Can you extract every entry below and copy each of its lines word for word, without any changes?

+++

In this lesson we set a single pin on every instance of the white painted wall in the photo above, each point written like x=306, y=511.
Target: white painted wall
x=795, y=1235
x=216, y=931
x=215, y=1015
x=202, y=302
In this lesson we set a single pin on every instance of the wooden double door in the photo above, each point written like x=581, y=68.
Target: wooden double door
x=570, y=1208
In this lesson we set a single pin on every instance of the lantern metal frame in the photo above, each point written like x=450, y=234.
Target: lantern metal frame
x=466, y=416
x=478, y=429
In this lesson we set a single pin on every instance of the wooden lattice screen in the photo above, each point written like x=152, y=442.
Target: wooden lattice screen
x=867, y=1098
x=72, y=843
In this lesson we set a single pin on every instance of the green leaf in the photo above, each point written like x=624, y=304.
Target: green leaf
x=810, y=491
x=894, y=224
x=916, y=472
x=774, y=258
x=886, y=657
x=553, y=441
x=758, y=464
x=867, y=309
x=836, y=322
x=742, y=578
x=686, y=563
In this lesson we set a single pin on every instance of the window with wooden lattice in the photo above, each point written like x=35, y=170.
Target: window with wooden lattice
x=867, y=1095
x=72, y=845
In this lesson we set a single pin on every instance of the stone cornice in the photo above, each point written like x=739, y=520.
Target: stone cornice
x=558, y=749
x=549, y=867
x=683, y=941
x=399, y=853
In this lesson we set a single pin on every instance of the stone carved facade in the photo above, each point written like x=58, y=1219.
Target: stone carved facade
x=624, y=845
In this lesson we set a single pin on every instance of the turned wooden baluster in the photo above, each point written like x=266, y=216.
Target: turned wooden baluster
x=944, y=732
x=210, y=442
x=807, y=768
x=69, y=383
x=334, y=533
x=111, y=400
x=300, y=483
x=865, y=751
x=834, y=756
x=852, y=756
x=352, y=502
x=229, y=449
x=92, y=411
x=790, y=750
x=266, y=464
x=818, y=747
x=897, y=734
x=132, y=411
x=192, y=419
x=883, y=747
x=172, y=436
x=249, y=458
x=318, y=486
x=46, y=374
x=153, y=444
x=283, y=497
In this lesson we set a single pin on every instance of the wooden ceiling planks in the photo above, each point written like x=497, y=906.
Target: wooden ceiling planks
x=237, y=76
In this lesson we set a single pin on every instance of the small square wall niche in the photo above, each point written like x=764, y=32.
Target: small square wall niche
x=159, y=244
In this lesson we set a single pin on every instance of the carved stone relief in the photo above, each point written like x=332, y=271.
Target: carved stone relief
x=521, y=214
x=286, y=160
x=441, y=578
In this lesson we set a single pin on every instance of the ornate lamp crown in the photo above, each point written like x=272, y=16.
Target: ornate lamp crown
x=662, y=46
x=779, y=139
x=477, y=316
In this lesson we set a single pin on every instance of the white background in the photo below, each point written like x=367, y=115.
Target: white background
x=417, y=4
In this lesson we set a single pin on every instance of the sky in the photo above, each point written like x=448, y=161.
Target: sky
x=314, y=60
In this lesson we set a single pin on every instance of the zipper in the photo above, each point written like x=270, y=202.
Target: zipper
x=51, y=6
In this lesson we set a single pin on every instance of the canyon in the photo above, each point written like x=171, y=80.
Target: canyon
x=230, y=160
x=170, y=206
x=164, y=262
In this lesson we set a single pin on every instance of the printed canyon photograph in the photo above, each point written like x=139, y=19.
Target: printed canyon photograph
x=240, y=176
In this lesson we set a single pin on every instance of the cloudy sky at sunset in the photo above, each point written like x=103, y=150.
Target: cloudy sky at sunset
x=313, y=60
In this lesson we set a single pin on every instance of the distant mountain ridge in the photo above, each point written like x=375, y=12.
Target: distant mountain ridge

+++

▶ EXERCISE SOLUTION:
In this lesson we set a single pin on every instance of the white painted wall in the photo above, each point written like x=306, y=511.
Target: white painted wall
x=795, y=1235
x=216, y=931
x=215, y=1015
x=202, y=302
In this lesson we set a single pin on every instance of the wooden double door in the photo above, each point written like x=581, y=68.
Target: wooden double door
x=570, y=1208
In this lesson we set a single pin on every instance of the lantern metal frame in the photo above, each point written like x=450, y=234.
Target: lantern metal frame
x=466, y=416
x=478, y=429
In this lesson we set a single pin on every instance of the wooden lattice screen in the photo above, each point written like x=152, y=442.
Target: wooden lattice screen
x=867, y=1098
x=72, y=843
In this lesson we set a single pin on every instance of the green leaf in the photo above, each point written like x=624, y=304.
Target: green leaf
x=810, y=491
x=894, y=224
x=916, y=472
x=774, y=258
x=886, y=657
x=553, y=441
x=758, y=464
x=867, y=309
x=836, y=322
x=742, y=578
x=686, y=563
In this lesson we set a single pin on every instance of the window with wooden lattice in the photo above, each point written like x=35, y=170.
Target: window with wooden lattice
x=867, y=1095
x=72, y=845
In this lesson we set a single pin on every instance of the stone cornice in the photo above, each point written like x=739, y=520.
Target: stone cornice
x=558, y=749
x=549, y=867
x=683, y=941
x=399, y=853
In this lesson we set a single pin on every instance of the stone carved facade in the photo above, each point written like x=58, y=1219.
Target: stone carved facade
x=624, y=845
In this lesson we set a single pin on every instance of the turned wooden baluster in the photo above, each point written like x=266, y=216.
Target: turned wooden baluster
x=944, y=732
x=210, y=442
x=807, y=768
x=69, y=383
x=334, y=533
x=111, y=400
x=300, y=483
x=865, y=751
x=834, y=756
x=852, y=756
x=352, y=502
x=229, y=449
x=92, y=411
x=790, y=750
x=266, y=464
x=818, y=747
x=897, y=734
x=132, y=411
x=192, y=419
x=883, y=747
x=172, y=436
x=249, y=458
x=318, y=486
x=46, y=374
x=153, y=444
x=283, y=497
In this lesson we set a single pin on every instance of the wooden ceiling planks in the photo above, each point written like x=497, y=906.
Target: wooden ceiling planks
x=237, y=76
In this lesson we set a single pin on every instance of the small square wall niche in the photo above, each point written like x=764, y=32.
Target: small square wall niche
x=159, y=244
In this lesson we set a single pin on every instance of the carved stone relief in the photo above, each point written like x=332, y=271.
Target: carved stone relief
x=521, y=214
x=286, y=160
x=441, y=578
In this lesson we set a single pin on every instance of the ornate lamp crown in the photo above, each point written like x=272, y=16.
Target: ornate lamp crown
x=662, y=46
x=779, y=139
x=477, y=316
In this lesson we set a single pin on every instance of the white background in the photo below, each point written like x=367, y=115.
Target: white background
x=417, y=4
In this lesson we set a single pin on every instance of the sky in the photo above, each point written like x=448, y=161.
Target: sky
x=314, y=60
In this lesson we set a single pin on every instance of the zipper in the photo above, each point written like x=270, y=202.
Target: zipper
x=51, y=6
In this lesson we set a single pin on every instance of the canyon in the photo above, each point written like x=171, y=80.
Target: canyon
x=230, y=160
x=170, y=206
x=164, y=262
In this lesson we set a single pin on every instance of the printed canyon photograph in the photo above, each point written like x=139, y=19.
Target: printed canyon photograph
x=240, y=176
In this lesson we set a single pin on every instance of the cloudy sky at sunset in the photo above, each point written like x=103, y=150.
Target: cloudy sky at sunset
x=313, y=60
In this lesson we set a single pin on every instance of the distant mountain ridge in the photo above, each point written like x=375, y=12.
Target: distant mountain ridge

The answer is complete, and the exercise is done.